→ **Extract**
Start

C++

Most Useful C++ Vector Member Functions

C++ vector member functions can be put under the following categories: construction, capacity, iterators, element access, and modifiers. Each of these categories has many functions. All these functions are not used in many applications. This article explains the most useful of these functions. With the exception of the modifiers category, not more than three functions for each category are explained in this article. The modifiers category can be broken down into more sub categories. In each of these sub categories, not more than three functions will be explained. If more than three functions are to be explained for a given category, then they will be taught by way of illustration.

A program to use C++ vector should begin with,

    #include <iostream>

    #include <vector>

Article Content

Construction/Destruction

The following code segments show different ways of creating the same vector:

    vector <float> vtr;

        vtr.push_back(5.5);

        vtr.push_back(6.6);

        vtr.push_back(7.7);

        vtr.push_back(8.8);

        vtr.push_back(9.9);

    vector <float> vtr(3);    //with initial number of elements

        vtr[0] = 5.5;

        vtr[1] = 6.6;

        vtr[2] = 7.7;

    vector <float> vtr(5, 0.0);    //No. Elements:5; each value:0.0

    vector <float> vtr{5.5, 6.6, 7.7, 8.8, 9.9};    //initializing

    vector <float> vtr = {5.5, 6.6, 7.7, 8.8, 9.9};    //constructing and copying

    vector <float> vtr;

    vtr = {5.5, 6.6, 7.7, 8.8, 9.9};

    vector <float> vtr1{5.5, 6.6, 7.7, 8.8, 9.9};

    vector <float> vtr2(vtr1);

    const vector <float> vtr = {5.5, 6.6, 7.7, 8.8, 9.9};

A const vector is a vector whose elements cannot be changed. The values are read-only.

End

→ **Requirements**
**A.** Answer these from the C++ vector article:
(i) Into which categories does it sort C++ vector member functions?
(ii) Which two include lines should a program using C++ vector begin with?
(iii) What does it say about the elements of a const vector?
**B.** Write the next part of the C++ vector article, picking up after its final sentence.

[A run of records]
Start

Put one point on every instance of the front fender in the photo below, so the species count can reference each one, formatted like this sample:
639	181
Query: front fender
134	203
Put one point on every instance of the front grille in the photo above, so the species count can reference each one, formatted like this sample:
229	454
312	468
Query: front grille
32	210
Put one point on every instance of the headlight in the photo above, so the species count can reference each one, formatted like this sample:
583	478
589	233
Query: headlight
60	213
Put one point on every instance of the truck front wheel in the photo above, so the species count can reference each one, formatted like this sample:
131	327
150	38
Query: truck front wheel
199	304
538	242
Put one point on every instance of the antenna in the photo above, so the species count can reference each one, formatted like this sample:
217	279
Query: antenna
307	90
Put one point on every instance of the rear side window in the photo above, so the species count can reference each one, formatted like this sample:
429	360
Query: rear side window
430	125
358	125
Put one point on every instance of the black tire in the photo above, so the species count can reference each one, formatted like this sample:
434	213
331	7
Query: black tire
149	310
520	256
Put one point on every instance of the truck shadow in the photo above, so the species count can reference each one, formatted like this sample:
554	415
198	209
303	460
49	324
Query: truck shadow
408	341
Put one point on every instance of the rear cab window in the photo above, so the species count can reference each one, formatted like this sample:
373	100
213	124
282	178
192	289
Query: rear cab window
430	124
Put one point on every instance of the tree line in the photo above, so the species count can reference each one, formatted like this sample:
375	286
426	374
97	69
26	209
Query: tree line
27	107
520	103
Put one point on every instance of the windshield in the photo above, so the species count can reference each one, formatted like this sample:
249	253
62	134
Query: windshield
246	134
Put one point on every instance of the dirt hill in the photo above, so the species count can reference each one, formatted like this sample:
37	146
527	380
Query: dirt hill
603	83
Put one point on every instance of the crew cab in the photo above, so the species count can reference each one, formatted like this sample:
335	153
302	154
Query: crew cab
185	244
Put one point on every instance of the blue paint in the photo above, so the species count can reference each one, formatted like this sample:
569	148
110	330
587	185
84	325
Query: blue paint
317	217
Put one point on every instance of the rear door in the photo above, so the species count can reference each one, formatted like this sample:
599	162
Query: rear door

End

→ **Task-by-task outputs**
**A.**
(i) Construction, capacity, iterators, element access, and modifiers.
(ii) #include <iostream> and #include <vector>.
(iii) They cannot be changed; the values are read-only.

**B.**
Destruction

To destroy a vector, just let it go out of scope.

Capacity

size() const noexcept

The number of elements in a vector is returned by this member function. With the following code segment, the output is 5:

    vector <float> vtr = {5.5, 6.6, 7.7, 8.8, 9.9};


    float sz = vtr.size();


    cout << sz << '\n';


empty() const noexcept

This method returns true (1) if the vector has no element and false (0) if the vector has at least one element. With the following code, the output is 1 (for true):

    vector <float> vtr = {};

    bool bl = vtr.empty();

    cout << bl << '\n';

Iterator and Vector Access

An iterator is an elaborated pointer. When the vector, vtr has been created, vtr.begin() would return an iterator, pointing to the first element of the list. It can then be incremented to access the elements after the first, accordingly.

When the vector, vtr has been created, vtr.end() would return an iterator, pointing just after the last element of the list. It can then be decremented to access the last element and elements before the last, accordingly. The following program illustrates this:

#include <iostream>

#include <vector>

using namespace std;

int main()

{

    vector <float> vtr = {5.5, 6.6, 7.7, 8.8, 9.9};

    vector<float>::iterator iterB = vtr.begin();

    iterB++;

    vector<float>::iterator iterE = vtr.end();

    iterE--;

    cout << *iterB << ", " << *iterE << ' ' << endl;

    *iterB = 66.66; *iterE = 99.99;

    cout << *iterB << ", " << *iterE << ' ' << endl;

    return 0;

}

The output is:

    6.6, 9.9

    66.66, 99.99

The values of two elements were accessed, read and changed by two iterators.

Element Access

at(i)

This is similar to vtr[i], and it is better. It can be used to read or change the value of an element. Index counting begins from zero. The reader can test the following program:

#include <iostream>

#include <vector>

using namespace std;

int main()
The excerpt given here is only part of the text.